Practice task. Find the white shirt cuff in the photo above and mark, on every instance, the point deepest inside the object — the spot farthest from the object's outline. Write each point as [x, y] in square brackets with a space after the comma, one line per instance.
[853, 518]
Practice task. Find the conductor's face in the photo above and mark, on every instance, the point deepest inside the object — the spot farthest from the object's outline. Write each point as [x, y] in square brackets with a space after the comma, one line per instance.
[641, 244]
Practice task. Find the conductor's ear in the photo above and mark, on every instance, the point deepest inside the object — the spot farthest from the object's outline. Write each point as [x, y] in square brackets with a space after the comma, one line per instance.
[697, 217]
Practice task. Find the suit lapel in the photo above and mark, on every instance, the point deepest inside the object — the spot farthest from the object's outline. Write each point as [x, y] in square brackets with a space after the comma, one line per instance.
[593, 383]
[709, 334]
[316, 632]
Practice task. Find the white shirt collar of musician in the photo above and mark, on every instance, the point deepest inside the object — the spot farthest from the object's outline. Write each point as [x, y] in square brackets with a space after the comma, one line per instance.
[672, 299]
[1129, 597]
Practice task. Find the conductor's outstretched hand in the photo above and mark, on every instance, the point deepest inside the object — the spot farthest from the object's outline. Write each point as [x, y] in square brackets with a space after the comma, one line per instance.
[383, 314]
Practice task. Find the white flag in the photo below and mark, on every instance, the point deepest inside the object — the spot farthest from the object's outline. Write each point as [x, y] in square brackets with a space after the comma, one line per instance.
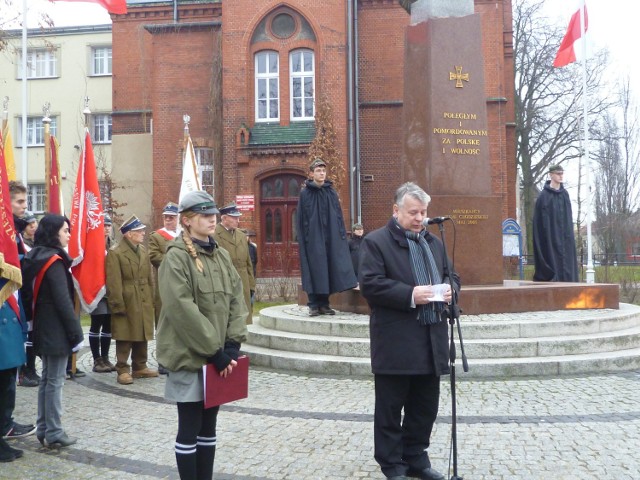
[190, 181]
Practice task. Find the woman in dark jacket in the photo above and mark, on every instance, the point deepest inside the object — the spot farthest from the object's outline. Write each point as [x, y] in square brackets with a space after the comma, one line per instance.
[56, 326]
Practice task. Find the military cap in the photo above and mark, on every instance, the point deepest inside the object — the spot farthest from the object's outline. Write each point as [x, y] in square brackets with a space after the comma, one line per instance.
[198, 202]
[231, 209]
[131, 224]
[170, 209]
[317, 162]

■ **WORK INSTRUCTION**: Reproduce all of the entries exactly as they appear, though any picture they include must be omitted.

■ **TASK RESPONSE**:
Practice task. Find the white shirt cuff in the photo above and mark, on every instance, the point deepest inside the object — the spot farthest from the object's outline. Write each point as [x, y] in square brackets with a space after the comma, one line per instance.
[853, 518]
Practice task. Find the conductor's face in the photo above and mark, on every instance, the point deepest inside the object — the spot farthest from the object's outline. Write each point as [x, y] in square brackets with a space after the comma, one line per instance.
[641, 244]
Practice task. Find the conductor's ear in the photo above and mark, on every instance, the point deepest inside the object — the spot farthest from the object's outline. Write each point as [x, y] in square brackets with a space after the comma, one line per instance.
[697, 217]
Practice task. Find the suit lapel in the photo above and mark, on every instance, the point deepest inside the object — the spot farthest from the object's outline. Write each point as [x, y] in square brackets with a space after the comma, one line per instance.
[593, 383]
[709, 334]
[316, 632]
Practice task. Find the white shirt collar of musician in the photo above and mark, on every instance, the point deepest inside the object — the spot farthest from the object's outline. Write each point as [x, y] in square brackets with a space after the comma, one line per instance.
[672, 299]
[1129, 597]
Practice task. Find the conductor's outstretched hand in the photo above and mark, on every instance, the point deepest inside the object — the spot farthest from the object's outline. Write each point as [x, y] in square brackets with a space after the comma, one line per instance.
[383, 314]
Practice task. Find the white flag in the photo below and mark, on every instance, the point deepest inside the object — the spot farthest from the object's outline. Write each point as [x, y] in square brackets with a space after the comma, one line per instance.
[190, 181]
Practice task. Find the woman in dark jacket in the photo above and mark, on every instance, the point deepest inside the object — the spot farthest from the object's outline. Write each point as [x, y] in square brackets with a space after the comma, one line per instance.
[56, 326]
Practice task. Find the military cap in the photo above and mark, on every instance, the point deepest inside the object — the spot farthest from the object's outline. Write each point as [x, y] in square brackets with a space after the comma, one line per instance.
[198, 202]
[231, 209]
[131, 224]
[170, 209]
[317, 162]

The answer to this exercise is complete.